GIVEN INSTRUCTION 1 -> Repeat the rows below word for word, covering the stretch from the first row through the line that contains "148 239 L 170", with both ends included.

**** ARTICLE

In the medium-term, these recommendations are helping to drive roster management. Watson’s evaluation tool is fluid, a player who may have been graded as positive one day could be viewed negatively the next as Watson incorporates new scouting reports or an ill-advised social media post . The Raptors first used Watson in the 2016 NBA draft and, although tight-lipped on results thus far for competitive reasons, have been working with the IBM team to continue making tweaks to improve the tool.
Additional Uses of Artificial Intelligence
Beyond the use of AI in roster management, the Raptors can further their edge in the short-term by incorporating Watson as a highly efficient assistant coach. The next stage of machine learning in sports is to formulate game strategies based on video of opponent tendencies and exploitable weaknesses. In the NBA, teams play every other night and often the game plan is put together by scouts . Having Watson as a tool to comprehensively scout the other team in short order would provide meaningful advantages to the Raptors every night.
In the medium-term, an area to explore is player development. Using the same method behind player evaluations for roster construction, the Raptors could use Watson to devise individualized plans for player development. Watson could be used to measure potential and recommendations on player development goals and steps.

********

GIVEN INSTRUCTION 2 -> Transcribe the stretch of the article on the Raptors and Watson from "In the medium-term, an" through "goals and steps.".

**** ENTRIES SHOWN

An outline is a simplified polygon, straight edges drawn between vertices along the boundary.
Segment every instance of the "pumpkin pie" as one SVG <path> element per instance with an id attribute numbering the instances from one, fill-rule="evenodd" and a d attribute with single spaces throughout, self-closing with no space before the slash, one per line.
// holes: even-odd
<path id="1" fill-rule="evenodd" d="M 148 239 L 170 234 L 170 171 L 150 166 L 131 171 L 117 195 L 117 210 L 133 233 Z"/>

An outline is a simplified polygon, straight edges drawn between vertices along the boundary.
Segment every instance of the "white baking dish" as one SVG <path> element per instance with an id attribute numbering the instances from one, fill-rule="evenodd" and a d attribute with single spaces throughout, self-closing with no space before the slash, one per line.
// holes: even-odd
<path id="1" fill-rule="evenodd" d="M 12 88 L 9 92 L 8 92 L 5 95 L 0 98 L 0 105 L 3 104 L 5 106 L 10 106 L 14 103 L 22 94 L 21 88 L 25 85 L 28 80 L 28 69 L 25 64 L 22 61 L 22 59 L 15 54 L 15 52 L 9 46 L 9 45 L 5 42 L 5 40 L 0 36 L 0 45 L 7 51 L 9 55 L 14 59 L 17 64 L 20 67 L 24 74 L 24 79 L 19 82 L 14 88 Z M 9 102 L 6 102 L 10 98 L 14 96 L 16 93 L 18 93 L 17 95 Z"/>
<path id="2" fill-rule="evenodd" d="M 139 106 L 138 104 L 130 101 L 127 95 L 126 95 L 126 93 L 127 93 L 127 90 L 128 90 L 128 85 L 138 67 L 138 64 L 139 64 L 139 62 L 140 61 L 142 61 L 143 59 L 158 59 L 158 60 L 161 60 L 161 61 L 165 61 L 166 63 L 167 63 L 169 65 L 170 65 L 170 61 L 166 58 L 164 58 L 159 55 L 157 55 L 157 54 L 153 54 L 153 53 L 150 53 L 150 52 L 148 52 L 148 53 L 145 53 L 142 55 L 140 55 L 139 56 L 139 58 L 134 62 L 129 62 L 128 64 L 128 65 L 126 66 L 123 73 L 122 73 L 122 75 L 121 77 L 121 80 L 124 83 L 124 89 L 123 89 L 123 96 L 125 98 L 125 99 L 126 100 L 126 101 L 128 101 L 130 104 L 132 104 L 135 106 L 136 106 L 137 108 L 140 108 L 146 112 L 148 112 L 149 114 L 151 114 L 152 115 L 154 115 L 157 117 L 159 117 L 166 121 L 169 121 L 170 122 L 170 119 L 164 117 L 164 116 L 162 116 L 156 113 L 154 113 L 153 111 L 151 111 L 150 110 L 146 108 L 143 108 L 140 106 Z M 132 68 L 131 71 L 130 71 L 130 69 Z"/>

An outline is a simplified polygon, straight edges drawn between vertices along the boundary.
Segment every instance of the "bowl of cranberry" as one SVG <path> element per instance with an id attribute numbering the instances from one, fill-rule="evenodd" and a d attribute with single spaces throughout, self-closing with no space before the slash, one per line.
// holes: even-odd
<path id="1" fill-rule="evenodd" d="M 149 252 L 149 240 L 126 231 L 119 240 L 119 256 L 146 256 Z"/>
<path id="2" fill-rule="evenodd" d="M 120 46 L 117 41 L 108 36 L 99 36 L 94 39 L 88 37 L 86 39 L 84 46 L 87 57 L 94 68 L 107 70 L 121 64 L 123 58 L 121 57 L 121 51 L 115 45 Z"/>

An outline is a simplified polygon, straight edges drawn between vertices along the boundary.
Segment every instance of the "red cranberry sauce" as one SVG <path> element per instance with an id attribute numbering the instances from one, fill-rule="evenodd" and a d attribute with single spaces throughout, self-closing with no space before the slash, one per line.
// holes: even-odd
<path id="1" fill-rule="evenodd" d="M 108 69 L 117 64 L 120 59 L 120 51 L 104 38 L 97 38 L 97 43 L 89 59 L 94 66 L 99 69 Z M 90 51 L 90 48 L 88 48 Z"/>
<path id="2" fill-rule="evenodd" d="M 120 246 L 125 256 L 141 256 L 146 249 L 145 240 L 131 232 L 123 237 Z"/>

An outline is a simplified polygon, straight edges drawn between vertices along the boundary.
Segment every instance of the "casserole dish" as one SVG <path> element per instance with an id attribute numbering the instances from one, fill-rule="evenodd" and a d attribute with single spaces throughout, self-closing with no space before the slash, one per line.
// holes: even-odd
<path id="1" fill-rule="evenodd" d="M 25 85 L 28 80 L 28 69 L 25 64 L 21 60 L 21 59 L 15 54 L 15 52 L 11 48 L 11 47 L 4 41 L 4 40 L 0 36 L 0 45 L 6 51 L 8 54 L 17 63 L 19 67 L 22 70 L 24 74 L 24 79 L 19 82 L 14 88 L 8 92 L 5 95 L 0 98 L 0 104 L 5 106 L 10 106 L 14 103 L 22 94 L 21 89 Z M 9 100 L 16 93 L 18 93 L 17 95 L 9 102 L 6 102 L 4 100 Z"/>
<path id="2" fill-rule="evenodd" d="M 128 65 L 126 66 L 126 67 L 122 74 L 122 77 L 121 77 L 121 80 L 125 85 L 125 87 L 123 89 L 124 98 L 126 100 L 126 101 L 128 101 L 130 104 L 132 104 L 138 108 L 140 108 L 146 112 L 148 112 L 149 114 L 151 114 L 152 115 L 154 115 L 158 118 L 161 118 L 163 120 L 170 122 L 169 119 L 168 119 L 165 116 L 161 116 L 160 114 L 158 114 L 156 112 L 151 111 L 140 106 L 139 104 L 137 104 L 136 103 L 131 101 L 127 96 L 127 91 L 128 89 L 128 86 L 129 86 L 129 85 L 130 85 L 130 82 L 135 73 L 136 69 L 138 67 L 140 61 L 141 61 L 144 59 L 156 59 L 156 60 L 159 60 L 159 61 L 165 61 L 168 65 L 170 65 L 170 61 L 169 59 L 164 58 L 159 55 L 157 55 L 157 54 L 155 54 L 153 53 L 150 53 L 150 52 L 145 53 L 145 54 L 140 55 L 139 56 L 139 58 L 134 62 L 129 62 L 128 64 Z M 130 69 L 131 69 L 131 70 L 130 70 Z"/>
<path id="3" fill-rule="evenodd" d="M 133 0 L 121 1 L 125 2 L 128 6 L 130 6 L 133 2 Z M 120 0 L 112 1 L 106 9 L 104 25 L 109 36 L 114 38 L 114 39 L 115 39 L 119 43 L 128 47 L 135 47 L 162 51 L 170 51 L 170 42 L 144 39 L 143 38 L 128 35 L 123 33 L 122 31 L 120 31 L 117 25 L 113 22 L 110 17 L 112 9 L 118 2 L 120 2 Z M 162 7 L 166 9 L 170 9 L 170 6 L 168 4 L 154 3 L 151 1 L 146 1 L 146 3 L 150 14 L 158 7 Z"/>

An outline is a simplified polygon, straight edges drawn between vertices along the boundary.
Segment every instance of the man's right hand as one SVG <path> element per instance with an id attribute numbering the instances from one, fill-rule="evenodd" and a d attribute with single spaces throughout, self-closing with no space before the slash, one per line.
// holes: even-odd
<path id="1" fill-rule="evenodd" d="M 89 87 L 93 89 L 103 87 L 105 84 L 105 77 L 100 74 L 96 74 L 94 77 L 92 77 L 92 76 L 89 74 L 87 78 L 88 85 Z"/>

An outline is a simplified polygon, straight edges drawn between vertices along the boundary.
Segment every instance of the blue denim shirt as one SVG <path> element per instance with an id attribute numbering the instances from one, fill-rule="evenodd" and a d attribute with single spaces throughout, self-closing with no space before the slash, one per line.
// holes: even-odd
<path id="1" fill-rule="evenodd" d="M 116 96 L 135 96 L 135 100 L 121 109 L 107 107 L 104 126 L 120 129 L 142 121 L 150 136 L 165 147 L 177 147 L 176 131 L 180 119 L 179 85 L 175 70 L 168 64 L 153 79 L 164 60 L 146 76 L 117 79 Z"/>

********

CORRECT OUTPUT 1 ->
An outline is a simplified polygon, straight edges drawn between vertices along the boundary.
Segment every instance of the "pumpkin pie" as one SVG <path> element per instance with an id attribute numbering the instances from one, fill-rule="evenodd" and a d attribute with single spaces throughout, self-closing with no space before the slash, one per line.
// holes: even-odd
<path id="1" fill-rule="evenodd" d="M 148 239 L 170 234 L 170 171 L 150 166 L 131 171 L 117 195 L 117 210 L 133 233 Z"/>

CORRECT OUTPUT 2 ->
In the medium-term, an area to explore is player development. Using the same method behind player evaluations for roster construction, the Raptors could use Watson to devise individualized plans for player development. Watson could be used to measure potential and recommendations on player development goals and steps.